# SELECTION
::::

Stockholm, the capital of the Kingdom of Sweden is the first Scandanavian city we have visited together - with the 3 countries Sweden, Norway and Finland making up the Nordic or Scandinavian countries. As a Constitutional Monarchy, they do have a king but we never met him. Our journey to Stockholm is slightly over 2 hours by air. Being part of the European Union and part of the Shengan treaty, immigration formalities were dispensed with, making the trip almost like a domestic one. Having said this, instead of the Euro the Swedish currency is the Swedish Crown or Krona, SEK.

We were accompanied this time by Liang and Annie, a Malaysian couple who like us, is on assignment in Munich.

To make best use of time, we decided to procure the Stockholm Card which allowed us access to a variety of museums and transportation. Unfortunately, we have had to scourry all over town looking for whoever sells it. It turned out that only one retailer had stock of them and that ironically, you have to find this feature of convenience in the most inconvenient of places, one level below ground at the Central underground station.

Our first stop was to the Vasamuseet, home of the battleship Vasa which sunk during her maiden voyage in 1623. It was built in the Wasa shipyards by the Swedish King to fight the Polish but sunk just 1000 metres into her journey. So No, they didnt quite get to Poland. It was salvaged 333 years. - exactly have the sign of the devil! A building was then built around her, in order to preserve and display this part of Swedish maritime history.

Although Stockholm is in the midst of an archapelligo, the severe weather conditions during our visit made travel on sea going vessels a bit of a challenge. It snowed as we drove to the airport in Munich, Stockholm had the highest temperature reaching -1°C, averaging -6°C and lowest being -14°C with blizzard like conditions on Day 1 of our visit, Good Friday 2008. We can say this time and the weather was truly challenging. We now have experienced the fact that batteries dischange in the cold as both digital cameras stopped working after being fully changed the night before.

Instead, we spent most of our time after the Vasamuseet at Skansen - the world's first Open Air Museum, Gamla Stan - the Old Town, Kungliga Slottet - The Royal Palace and in Stockholm city. Although there are stark differences between English and the Swedish language, we found travelling in Stockholm relatively easy going, with a clean and efficient public transportation system - tram, bus, train and boat service at regular intervals plus lots of information at stops giving you details of schedules and directions on where to go.



Images of Stockholm

Images in Djurgården
of Vasa Museum and Skansen

Note that images have a 24 bit colour depth and work best when viewed through systems appropriately configured.


So, we learnt a few things during this trip.

Apart from Saab, Volvo and IKEA - the kit furniture store, a few famous things and not so famous things come from Sweden.

  • Lingonberry (or the Cow Berry), which Jeanette discovered goes well as a sauce with Swedish meatballs, in a drink and we have yet to try it as a flavoured vinegar.
  • Thor, the God of Thunder may be part Swede. Also known as Donar in German, has Donnerstag (Thursday) named after him. HIs dad is Odin - the oldest of the Gods.
  • H&M, the departmental store chain as its origins from Sweden.
  • Elk (European Moose) and the Lynx are native to Sweden and so's ABBA.
  • the Swedish Massage!
  • and Ericssons telecommunications.

::::

Rewrite the Stockholm trip account, beginning at the words "Note that images" and stopping after "a flavoured vinegar.", replacing "meatballs" with "pancakes".

::::

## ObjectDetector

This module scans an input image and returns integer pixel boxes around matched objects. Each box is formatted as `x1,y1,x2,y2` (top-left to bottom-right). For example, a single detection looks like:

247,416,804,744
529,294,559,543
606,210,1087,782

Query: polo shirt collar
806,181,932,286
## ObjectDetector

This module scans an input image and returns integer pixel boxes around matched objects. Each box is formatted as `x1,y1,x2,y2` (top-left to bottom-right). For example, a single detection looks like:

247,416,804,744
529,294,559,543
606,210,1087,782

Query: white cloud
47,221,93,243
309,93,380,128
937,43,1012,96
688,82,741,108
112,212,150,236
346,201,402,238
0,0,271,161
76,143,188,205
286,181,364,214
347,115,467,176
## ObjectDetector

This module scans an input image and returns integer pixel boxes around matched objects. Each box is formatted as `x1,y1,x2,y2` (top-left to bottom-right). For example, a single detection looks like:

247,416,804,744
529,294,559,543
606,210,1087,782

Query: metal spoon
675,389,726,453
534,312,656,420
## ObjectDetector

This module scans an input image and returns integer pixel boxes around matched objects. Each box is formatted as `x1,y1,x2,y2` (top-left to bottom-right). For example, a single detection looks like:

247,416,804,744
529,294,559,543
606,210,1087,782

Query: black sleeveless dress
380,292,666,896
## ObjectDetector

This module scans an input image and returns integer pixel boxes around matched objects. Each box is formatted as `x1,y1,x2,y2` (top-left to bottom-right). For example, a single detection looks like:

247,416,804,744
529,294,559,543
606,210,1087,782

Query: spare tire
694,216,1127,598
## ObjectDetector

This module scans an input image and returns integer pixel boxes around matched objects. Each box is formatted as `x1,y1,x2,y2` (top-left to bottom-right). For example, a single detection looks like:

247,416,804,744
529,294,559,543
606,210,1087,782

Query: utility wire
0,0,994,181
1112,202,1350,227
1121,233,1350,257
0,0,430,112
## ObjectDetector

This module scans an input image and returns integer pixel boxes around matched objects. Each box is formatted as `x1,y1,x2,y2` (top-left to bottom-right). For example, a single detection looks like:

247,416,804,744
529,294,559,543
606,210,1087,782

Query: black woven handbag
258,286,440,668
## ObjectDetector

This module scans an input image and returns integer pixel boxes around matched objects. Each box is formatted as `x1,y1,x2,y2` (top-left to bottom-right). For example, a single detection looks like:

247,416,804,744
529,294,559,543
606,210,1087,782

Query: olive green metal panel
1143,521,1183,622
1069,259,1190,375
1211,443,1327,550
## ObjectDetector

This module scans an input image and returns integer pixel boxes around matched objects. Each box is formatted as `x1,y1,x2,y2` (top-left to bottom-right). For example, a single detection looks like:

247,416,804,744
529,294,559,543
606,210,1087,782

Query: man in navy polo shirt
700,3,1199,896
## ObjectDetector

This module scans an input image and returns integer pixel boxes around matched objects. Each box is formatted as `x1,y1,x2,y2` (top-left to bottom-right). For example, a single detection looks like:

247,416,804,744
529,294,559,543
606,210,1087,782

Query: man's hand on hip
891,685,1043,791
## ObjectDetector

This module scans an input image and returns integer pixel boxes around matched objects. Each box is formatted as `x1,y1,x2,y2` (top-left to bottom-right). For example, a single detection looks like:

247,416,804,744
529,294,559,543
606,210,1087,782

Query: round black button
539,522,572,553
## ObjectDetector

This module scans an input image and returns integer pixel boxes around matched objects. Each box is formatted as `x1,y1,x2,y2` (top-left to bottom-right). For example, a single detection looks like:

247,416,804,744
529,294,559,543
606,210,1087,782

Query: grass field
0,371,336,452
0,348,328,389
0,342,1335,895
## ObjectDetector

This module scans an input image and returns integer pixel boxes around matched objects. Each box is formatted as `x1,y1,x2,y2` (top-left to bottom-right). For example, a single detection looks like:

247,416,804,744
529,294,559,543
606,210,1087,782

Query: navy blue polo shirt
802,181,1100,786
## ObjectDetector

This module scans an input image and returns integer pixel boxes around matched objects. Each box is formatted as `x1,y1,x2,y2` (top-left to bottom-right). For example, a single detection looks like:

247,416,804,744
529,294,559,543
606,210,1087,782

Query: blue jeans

::::

# RESULT FOR THIS TASK
Note that images have a 24 bit colour depth and work best when viewed through systems appropriately configured.


So, we learnt a few things during this trip.

Apart from Saab, Volvo and IKEA - the kit furniture store, a few famous things and not so famous things come from Sweden.

  • Lingonberry (or the Cow Berry), which Jeanette discovered goes well as a sauce with Swedish pancakes, in a drink and we have yet to try it as a flavoured vinegar.